▸ Excerto
((
O poético limiar entre o amor e a loucura

Na última segunda-feira (30), o Teatro Paiol lotado prestigiou a peça Desalinho, uma adaptação da vida e da obra da poetisa portuguesa Florbela Espanca. Com um palco simples e diálogos carregados de poesia, o elenco carioca narrou, em intensos 55 minutos, o amor proibido entre irmãos e o desespero de uma alma inquieta.

No cenário frio, com peças hospitalares decadentes, a atriz Carolina Ferman vive o terror e as alucinações de uma menina julgada louca. A enfermeira, delicadamente interpretada por Kelzy Ecard, se envolve com a protagonista e presencia seus delírios poéticos. Sua loucura acaba por se personificar em seu irmão ou namorado, vivido pelo músico Gabriel Vaz. Reflexo vivo de seus pensamentos, ele dá início à peça proclamando “Ela era eu”.

O amor entre Florbela e seu irmão é tema central do espetáculo. Crédito: Helena Salvador

Os atores fizeram uso de todo o espaço do Paiol, aproveitando a áurea intimista que tomou conta da plateia, como se todos se sentissem em um leito daquele hospício, assombrados pelas alucinações da menina Mariana. A menina, após ter sido libertada da camisa de força no primeiro ato, move-se levemente pelo palco e cativa a amizade da enfermeira, assim como a tensão dos espectadores. É difícil entender quem realmente está delirando nesse conjunto de monólogos belíssimos, vindos dos fragmentos dos poemas de Florbela. Uma das primeiras portuguesas a frequentar o secundário, a poeta lusitana desafiou os preceitos da sociedade machista dos anos 20, nutriu uma paixão fraternal por seu irmão Apeles e, após três tentativas ao longo de uma tumultuosa trajetória, suicidou-se aos 36 anos.

O final da peça, deveras triste, foi acariciado com uma lua imponente que iluminou o velho Paiol, como num delírio da enamorada. Fábio da Silva, 55, último da plateia a deixar o teatro, revela: “me surpreendi com a doçura de todos os envolvidos”.
))
Trechos de um conjunto de dados:
((
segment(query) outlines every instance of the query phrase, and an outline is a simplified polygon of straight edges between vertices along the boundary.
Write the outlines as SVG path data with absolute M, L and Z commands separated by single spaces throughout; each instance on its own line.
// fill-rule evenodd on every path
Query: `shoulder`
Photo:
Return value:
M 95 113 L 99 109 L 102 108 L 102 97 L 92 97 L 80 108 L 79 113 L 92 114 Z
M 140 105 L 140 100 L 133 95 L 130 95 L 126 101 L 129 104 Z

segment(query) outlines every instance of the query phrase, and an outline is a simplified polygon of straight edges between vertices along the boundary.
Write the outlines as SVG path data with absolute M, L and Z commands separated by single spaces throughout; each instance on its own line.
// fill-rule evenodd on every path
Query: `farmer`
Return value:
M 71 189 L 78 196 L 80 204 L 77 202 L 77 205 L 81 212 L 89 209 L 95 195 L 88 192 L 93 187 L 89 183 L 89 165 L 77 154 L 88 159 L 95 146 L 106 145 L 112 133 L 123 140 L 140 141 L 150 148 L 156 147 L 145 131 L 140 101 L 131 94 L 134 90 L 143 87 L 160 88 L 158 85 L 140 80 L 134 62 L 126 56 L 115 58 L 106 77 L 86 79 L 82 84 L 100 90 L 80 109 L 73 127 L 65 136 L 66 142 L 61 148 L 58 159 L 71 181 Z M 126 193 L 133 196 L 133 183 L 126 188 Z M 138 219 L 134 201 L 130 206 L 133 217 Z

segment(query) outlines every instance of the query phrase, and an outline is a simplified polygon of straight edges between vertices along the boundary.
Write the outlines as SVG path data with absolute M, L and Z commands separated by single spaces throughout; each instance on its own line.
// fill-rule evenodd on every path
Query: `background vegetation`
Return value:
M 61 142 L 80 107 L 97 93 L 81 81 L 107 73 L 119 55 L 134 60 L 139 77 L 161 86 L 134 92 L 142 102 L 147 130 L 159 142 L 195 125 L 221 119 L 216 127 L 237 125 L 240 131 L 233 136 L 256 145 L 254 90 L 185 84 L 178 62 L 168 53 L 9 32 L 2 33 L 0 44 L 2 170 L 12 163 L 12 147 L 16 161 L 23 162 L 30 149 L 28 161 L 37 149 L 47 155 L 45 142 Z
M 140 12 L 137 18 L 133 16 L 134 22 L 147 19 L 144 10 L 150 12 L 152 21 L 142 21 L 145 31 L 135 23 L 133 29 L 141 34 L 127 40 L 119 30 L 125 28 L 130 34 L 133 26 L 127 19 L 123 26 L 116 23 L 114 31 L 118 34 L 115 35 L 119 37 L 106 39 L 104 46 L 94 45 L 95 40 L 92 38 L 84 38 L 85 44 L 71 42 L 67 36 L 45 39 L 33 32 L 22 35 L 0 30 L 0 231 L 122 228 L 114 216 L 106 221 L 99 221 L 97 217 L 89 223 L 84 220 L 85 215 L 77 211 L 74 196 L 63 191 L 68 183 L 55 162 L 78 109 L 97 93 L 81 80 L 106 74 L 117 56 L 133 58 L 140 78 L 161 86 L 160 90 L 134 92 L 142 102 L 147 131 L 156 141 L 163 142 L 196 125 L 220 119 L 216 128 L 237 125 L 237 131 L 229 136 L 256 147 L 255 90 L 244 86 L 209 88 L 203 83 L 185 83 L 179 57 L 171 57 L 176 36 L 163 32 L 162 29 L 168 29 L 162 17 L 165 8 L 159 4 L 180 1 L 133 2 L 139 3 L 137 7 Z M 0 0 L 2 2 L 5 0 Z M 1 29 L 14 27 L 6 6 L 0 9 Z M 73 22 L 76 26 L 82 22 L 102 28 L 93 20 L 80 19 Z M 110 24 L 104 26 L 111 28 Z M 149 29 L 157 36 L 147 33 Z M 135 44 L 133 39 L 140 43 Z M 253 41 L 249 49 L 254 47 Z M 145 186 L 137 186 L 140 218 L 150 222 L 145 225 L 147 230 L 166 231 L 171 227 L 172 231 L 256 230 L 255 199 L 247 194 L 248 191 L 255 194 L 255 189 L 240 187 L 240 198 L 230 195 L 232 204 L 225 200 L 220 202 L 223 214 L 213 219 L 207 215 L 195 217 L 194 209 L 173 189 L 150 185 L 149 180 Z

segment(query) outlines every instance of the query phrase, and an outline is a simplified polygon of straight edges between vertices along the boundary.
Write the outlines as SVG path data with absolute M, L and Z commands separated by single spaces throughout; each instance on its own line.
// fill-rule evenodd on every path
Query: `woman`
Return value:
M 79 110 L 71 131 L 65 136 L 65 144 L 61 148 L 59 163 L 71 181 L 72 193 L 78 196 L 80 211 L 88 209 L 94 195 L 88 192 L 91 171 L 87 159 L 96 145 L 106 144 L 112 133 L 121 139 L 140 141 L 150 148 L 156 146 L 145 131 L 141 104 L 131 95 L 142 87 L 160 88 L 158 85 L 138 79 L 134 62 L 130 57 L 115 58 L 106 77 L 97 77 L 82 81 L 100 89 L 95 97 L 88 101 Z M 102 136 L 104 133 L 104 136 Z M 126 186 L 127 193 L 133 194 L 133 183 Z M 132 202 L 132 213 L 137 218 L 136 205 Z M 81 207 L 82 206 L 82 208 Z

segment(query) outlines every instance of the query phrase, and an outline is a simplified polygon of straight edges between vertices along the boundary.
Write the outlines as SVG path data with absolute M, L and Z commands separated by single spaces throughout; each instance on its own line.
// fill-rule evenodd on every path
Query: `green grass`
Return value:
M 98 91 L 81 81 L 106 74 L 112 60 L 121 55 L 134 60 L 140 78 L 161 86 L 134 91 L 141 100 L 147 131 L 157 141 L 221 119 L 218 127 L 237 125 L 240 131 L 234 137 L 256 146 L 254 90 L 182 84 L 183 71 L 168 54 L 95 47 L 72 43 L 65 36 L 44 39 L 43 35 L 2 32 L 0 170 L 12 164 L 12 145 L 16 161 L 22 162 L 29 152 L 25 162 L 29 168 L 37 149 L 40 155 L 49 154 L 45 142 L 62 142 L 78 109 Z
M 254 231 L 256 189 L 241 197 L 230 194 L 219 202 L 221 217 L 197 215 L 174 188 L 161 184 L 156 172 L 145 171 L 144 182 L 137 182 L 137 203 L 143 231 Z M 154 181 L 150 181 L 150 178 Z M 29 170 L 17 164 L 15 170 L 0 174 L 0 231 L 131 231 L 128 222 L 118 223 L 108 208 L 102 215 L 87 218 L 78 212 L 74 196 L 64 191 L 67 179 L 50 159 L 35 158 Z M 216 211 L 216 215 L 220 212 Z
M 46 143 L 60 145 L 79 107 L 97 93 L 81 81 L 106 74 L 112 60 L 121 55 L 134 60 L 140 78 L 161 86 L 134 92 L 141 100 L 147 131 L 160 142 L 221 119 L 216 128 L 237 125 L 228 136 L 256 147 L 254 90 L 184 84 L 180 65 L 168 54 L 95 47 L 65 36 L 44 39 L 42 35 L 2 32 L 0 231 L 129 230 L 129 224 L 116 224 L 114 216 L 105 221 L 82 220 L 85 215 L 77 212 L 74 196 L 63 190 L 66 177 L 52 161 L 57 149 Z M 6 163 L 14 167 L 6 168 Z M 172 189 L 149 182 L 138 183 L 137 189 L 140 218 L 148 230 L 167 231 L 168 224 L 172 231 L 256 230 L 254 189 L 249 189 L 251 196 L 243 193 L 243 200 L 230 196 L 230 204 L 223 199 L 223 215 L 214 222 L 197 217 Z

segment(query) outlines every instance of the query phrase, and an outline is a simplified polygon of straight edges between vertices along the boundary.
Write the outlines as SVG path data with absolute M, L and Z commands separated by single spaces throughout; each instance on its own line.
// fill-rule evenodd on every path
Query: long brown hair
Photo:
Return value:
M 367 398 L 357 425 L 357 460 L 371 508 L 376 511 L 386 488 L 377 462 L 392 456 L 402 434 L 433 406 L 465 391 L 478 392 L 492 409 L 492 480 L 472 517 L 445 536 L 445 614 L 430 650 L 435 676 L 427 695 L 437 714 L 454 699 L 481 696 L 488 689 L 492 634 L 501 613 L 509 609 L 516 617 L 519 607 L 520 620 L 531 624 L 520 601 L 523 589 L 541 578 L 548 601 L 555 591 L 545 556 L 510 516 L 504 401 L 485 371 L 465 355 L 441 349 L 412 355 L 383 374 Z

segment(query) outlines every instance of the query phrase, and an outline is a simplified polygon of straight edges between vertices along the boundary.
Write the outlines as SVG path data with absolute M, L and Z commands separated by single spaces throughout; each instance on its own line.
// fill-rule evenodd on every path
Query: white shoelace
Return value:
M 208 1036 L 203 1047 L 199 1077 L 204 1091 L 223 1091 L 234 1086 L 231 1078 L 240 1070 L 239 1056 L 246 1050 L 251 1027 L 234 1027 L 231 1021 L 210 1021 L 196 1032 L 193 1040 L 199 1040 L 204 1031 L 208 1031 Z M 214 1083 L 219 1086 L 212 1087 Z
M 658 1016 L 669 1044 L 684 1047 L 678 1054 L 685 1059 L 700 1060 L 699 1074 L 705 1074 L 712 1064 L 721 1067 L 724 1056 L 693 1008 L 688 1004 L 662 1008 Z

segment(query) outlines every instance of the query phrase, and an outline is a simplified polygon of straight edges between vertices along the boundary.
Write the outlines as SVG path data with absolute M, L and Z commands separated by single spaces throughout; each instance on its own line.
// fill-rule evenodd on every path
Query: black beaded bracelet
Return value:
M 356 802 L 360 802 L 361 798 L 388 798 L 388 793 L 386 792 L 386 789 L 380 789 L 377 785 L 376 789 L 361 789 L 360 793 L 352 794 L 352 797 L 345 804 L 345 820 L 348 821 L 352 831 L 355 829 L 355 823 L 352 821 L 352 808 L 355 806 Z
))
▸ Instruções
a. Responda, com base no excerto, às perguntas abaixo.
(i) Quanto tempo durou a apresentação da peça Desalinho?
(ii) Quem interpreta a enfermeira?
(iii) Com que idade Florbela Espanca se suicidou?
b. Indique se cada afirmação abaixo está de acordo com o excerto e justifique com as palavras dele.
(i) A peça foi apresentada no Teatro Paiol numa segunda-feira.
(ii) O irmão ou namorado da protagonista é vivido por Fábio da Silva.
(iii) A menina permanece na camisa de força durante toda a peça.
c. Extraia do excerto, sem nenhuma alteração, o trecho que começa em "O amor entre" e termina em "aos 36 anos.", incluindo essas palavras.
Os registros não têm relação com o excerto.

▸ Soluções dos exercícios
a.
(i) 55 minutos.
(ii) Kelzy Ecard.
(iii) Aos 36 anos.

b.
(i) Sim: "Na última segunda-feira (30), o Teatro Paiol lotado prestigiou a peça Desalinho".
(ii) Não: "Sua loucura acaba por se personificar em seu irmão ou namorado, vivido pelo músico Gabriel Vaz."
(iii) Não: "A menina, após ter sido libertada da camisa de força no primeiro ato, move-se levemente pelo palco".

c.
O amor entre Florbela e seu irmão é tema central do espetáculo. Crédito: Helena Salvador

Os atores fizeram uso de todo o espaço do Paiol, aproveitando a áurea intimista que tomou conta da plateia, como se todos se sentissem em um leito daquele hospício, assombrados pelas alucinações da menina Mariana. A menina, após ter sido libertada da camisa de força no primeiro ato, move-se levemente pelo palco e cativa a amizade da enfermeira, assim como a tensão dos espectadores. É difícil entender quem realmente está delirando nesse conjunto de monólogos belíssimos, vindos dos fragmentos dos poemas de Florbela. Uma das primeiras portuguesas a frequentar o secundário, a poeta lusitana desafiou os preceitos da sociedade machista dos anos 20, nutriu uma paixão fraternal por seu irmão Apeles e, após três tentativas ao longo de uma tumultuosa trajetória, suicidou-se aos 36 anos.